WORK ITEM: Quote the whole listing verbatim.

───── TASK MATERIAL

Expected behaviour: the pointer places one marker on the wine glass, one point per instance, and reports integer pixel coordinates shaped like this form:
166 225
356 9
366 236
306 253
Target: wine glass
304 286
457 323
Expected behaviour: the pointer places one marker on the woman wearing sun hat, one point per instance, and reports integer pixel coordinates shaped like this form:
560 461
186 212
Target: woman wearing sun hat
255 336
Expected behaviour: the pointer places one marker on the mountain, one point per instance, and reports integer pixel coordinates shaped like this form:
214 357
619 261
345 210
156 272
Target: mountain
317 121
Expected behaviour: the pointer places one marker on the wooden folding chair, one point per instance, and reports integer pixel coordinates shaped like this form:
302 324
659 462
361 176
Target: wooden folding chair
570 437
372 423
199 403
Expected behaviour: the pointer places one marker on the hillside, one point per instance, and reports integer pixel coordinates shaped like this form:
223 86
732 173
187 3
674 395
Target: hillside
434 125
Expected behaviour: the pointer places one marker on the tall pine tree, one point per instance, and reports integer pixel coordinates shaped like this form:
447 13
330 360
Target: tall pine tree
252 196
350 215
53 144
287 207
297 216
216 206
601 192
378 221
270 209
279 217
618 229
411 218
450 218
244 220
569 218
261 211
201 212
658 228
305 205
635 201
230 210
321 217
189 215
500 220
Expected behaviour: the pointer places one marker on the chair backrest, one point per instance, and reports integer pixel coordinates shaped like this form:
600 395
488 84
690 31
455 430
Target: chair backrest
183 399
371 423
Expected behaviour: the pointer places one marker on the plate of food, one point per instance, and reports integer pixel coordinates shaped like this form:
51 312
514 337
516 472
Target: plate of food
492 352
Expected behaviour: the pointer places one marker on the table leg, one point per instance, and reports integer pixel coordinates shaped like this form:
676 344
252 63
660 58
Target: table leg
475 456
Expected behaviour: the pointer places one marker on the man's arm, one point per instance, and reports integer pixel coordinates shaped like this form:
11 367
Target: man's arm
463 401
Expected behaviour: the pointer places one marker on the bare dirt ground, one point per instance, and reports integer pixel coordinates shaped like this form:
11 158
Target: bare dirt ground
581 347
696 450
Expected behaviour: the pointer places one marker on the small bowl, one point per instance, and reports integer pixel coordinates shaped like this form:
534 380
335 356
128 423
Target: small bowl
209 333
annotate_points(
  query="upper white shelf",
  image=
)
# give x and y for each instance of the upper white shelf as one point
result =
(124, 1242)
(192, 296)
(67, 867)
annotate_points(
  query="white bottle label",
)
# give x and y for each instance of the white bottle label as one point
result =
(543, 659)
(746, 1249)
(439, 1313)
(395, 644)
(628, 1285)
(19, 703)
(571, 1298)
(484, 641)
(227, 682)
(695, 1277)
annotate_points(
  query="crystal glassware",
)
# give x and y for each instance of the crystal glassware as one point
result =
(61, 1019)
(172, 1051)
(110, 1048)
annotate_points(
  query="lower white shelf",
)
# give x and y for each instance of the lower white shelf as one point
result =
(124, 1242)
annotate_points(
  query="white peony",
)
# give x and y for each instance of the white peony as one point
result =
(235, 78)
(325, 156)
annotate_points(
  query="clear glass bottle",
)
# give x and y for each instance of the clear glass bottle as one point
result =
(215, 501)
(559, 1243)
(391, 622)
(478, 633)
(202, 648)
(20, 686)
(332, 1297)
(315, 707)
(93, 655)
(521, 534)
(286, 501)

──────────

RESPONSE FOR THIS EXERCISE:
Expected behaviour: the pointer places one marker on the wine glass, one point per instance, and reports integer pixel coordinates shaped like this form:
166 225
356 9
366 236
306 253
Target: wine glass
304 286
457 323
Expected behaviour: the pointer places one marker on the woman wearing sun hat, one point per instance, and reports integer pixel coordinates shaped like this form:
560 461
186 212
Target: woman wearing sun hat
255 336
Expected behaviour: the pointer places one marker on the mountain, one point per instance, and reports integer pixel coordinates shaped like this form:
214 357
619 261
345 210
156 272
Target: mountain
317 121
Expected behaviour: the pointer places one marker on the wooden folding chair, one point per instance, and reports integer pixel coordinates shaped like this form:
302 324
659 462
361 176
Target: wooden folding chair
570 437
372 423
199 403
Expected behaviour: the pointer places one marker on the hillside, one point per instance, and reports integer pixel coordinates shaped like this form:
223 86
732 173
187 3
674 395
Target: hillside
434 125
Expected behaviour: the pointer places one marker on the tall pine tree, one point per instance, and reports integer pixel coordinates shaped like this form:
447 13
330 360
Target: tall pine tree
252 196
350 215
53 144
287 207
297 216
216 206
601 192
378 221
270 209
279 217
618 229
411 218
450 218
244 220
569 218
261 211
201 212
658 228
305 205
635 201
230 210
321 217
189 215
500 220
Expected behaviour: the pointer places one marker on the chair backrest, one point per instance, and reports integer pixel coordinates shaped like this form:
600 395
488 84
690 31
455 430
Target: chair backrest
183 399
371 423
Expected behaviour: the pointer places one marker on the plate of food, one point per instance, and reports integer pixel coordinates shaped like this form:
51 312
514 337
516 472
Target: plate of food
492 352
Expected behaviour: the pointer places one marker on the table leg, one point per instance, and reports integer pixel coordinates shaped like this form:
676 344
252 63
660 58
Target: table leg
475 456
Expected behaviour: the pointer places one marker on the man's arm, one point per instance, and reports integer pixel coordinates shaped like this form:
11 367
Target: man's arm
463 401
Expected behaviour: the pointer places one marker on the bare dirt ground, one point per instance, and reports integer pixel coordinates shaped like this form:
11 158
Target: bare dirt ground
581 347
696 450
Expected behaviour: the pointer places one marker on the small bowl, one point per instance, and reports integer pixel coordinates shaped like this form:
534 380
335 356
128 423
Target: small bowl
209 333
annotate_points(
  query="upper white shelf",
  image=
)
# give x and y for each instance of the upper white shelf as one point
result =
(124, 1242)
(192, 296)
(67, 867)
annotate_points(
  query="white bottle label",
)
# give x and y for each instance of the white bottle label as one point
result =
(543, 659)
(746, 1249)
(439, 1313)
(395, 644)
(628, 1285)
(19, 703)
(571, 1298)
(484, 641)
(227, 682)
(695, 1277)
annotate_points(
  query="crystal glassware",
)
# give x and y for each instance of the crystal glassware as one point
result =
(61, 1019)
(172, 1051)
(110, 1048)
annotate_points(
  query="lower white shelf",
)
# give x and y for each instance of the lower white shelf as one point
result =
(124, 1242)
annotate_points(
  query="white peony",
)
# give x and y for each instance of the white peony as one point
result =
(235, 78)
(325, 156)
annotate_points(
  query="clear glass bottle",
)
# give x and y for each instance of the clear glass bottle as one point
result =
(215, 501)
(559, 1243)
(391, 622)
(478, 633)
(202, 648)
(20, 686)
(332, 1297)
(315, 707)
(93, 655)
(521, 534)
(286, 501)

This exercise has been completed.